=== Document section ===
Source

GL XML Specs / SLAXML /

Filename Size Date modified Message
..
1.0 KB
9.6 KB
2.1 KB
6.1 KB
40 B

SLAXML

SLAXML is a pure-Lua SAX-like streaming XML parser. It is more robust than many (simpler) pattern-based parsers that exist (such as mine), properly supporting code like <expr test="5 > 7" />, CDATA nodes, comments, namespaces, and processing instructions.

It is currently not a truly valid XML parser, however, as it allows certain XML that is syntactically-invalid (not well-formed) to be parsed without reporting an error.

Features

  • Pure Lua in a single file (two files if you use the DOM parser).
  • Streaming parser does a single pass through the input and reports what it sees along the way.
  • Supports processing instructions (<?foo bar?>).
  • Supports comments (<!-- hello world -->).
  • Supports CDATA sections (<![CDATA[ whoa <xml> & other content as text ]]>).
  • Supports namespaces, resolving prefixes to the proper namespace URI (<foo xmlns="bar"> and <wrap xmlns:bar="bar"><bar:kittens/></wrap>).
  • Supports unescaped greater-than symbols in attribute content (a common failing for simpler pattern-based parsers).
  • Unescapes named XML entities (&lt; &gt; &amp; &quot; &apos;) and numeric entities (e.g. &#10;) in attributes and text nodes (but—properly—not in comments or CDATA). Properly handles edge cases like &#38;amp;.
=== Provided information ===
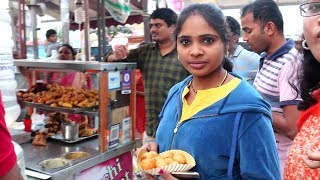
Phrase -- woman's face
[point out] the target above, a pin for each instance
(200, 48)
(311, 31)
(65, 53)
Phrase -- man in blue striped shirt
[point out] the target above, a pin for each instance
(262, 24)
(245, 63)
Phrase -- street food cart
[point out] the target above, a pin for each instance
(108, 155)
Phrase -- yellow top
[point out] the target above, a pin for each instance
(205, 98)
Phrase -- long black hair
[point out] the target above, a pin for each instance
(214, 17)
(263, 12)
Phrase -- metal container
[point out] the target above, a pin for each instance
(70, 131)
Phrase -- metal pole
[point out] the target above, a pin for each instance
(33, 13)
(101, 30)
(86, 30)
(146, 23)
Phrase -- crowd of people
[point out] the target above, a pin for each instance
(241, 114)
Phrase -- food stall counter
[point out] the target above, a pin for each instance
(55, 149)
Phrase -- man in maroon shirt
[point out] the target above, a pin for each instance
(9, 169)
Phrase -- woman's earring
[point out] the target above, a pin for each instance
(305, 45)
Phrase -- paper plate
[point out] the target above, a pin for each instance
(190, 163)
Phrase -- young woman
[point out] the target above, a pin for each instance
(77, 80)
(215, 115)
(307, 142)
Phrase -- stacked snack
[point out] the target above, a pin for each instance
(54, 123)
(171, 161)
(55, 95)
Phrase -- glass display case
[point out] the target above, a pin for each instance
(115, 116)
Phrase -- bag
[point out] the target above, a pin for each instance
(119, 9)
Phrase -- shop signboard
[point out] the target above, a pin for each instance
(119, 168)
(126, 82)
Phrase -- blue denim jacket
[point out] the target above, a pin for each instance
(231, 139)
===
**Required actions:**
[1] Repeat the part of the SLAXML description starting at "It is currently" and ending at "along the way.".
[2] Summarize the SLAXML description in two sentences.
[3] According to the SLAXML description, how many files does SLAXML take if you use the DOM parser?

**Response list:**
[1]
It is currently not a truly valid XML parser, however, as it allows certain XML that is syntactically-invalid (not well-formed) to be parsed without reporting an error.

Features

  • Pure Lua in a single file (two files if you use the DOM parser).
  • Streaming parser does a single pass through the input and reports what it sees along the way.

[2] SLAXML is a pure-Lua, SAX-like streaming XML parser that handles CDATA, comments, namespaces, processing instructions, XML entities and unescaped greater-than symbols in attributes, which makes it more robust than many simpler pattern-based parsers. It is not yet a truly valid XML parser, because it lets some XML that is not well-formed be parsed without reporting an error.

[3] Two files.